[Data entries]
========================================================================
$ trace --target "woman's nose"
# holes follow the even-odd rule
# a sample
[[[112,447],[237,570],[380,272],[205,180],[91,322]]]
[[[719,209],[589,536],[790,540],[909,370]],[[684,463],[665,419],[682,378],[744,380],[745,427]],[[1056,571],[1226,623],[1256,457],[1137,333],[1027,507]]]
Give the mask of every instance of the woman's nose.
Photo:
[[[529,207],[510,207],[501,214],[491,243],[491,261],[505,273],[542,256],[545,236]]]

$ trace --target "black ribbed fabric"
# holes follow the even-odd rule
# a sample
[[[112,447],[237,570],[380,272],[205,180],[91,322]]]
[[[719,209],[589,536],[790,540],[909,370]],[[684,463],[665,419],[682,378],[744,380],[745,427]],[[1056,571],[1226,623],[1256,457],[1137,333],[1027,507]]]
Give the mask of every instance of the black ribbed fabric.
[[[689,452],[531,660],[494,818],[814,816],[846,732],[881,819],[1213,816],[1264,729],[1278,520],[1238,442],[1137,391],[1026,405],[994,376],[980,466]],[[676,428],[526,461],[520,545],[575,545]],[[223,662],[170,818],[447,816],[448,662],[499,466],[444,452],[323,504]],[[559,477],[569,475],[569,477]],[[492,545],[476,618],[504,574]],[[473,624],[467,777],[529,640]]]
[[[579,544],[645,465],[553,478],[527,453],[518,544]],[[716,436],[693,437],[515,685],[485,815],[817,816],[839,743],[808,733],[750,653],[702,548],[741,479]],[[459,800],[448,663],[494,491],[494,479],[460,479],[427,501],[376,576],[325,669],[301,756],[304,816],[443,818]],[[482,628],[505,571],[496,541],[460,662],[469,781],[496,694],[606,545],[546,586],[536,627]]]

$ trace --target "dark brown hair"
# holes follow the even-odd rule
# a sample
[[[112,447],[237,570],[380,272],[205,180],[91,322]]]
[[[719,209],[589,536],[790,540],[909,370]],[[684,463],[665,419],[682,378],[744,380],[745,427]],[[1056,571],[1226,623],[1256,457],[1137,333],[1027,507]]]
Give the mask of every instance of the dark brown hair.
========================================================================
Tally the lines in the records above that contain the string "woman", matching case exactly. Reply with the number only.

» ANSWER TO THIS PROBLEM:
2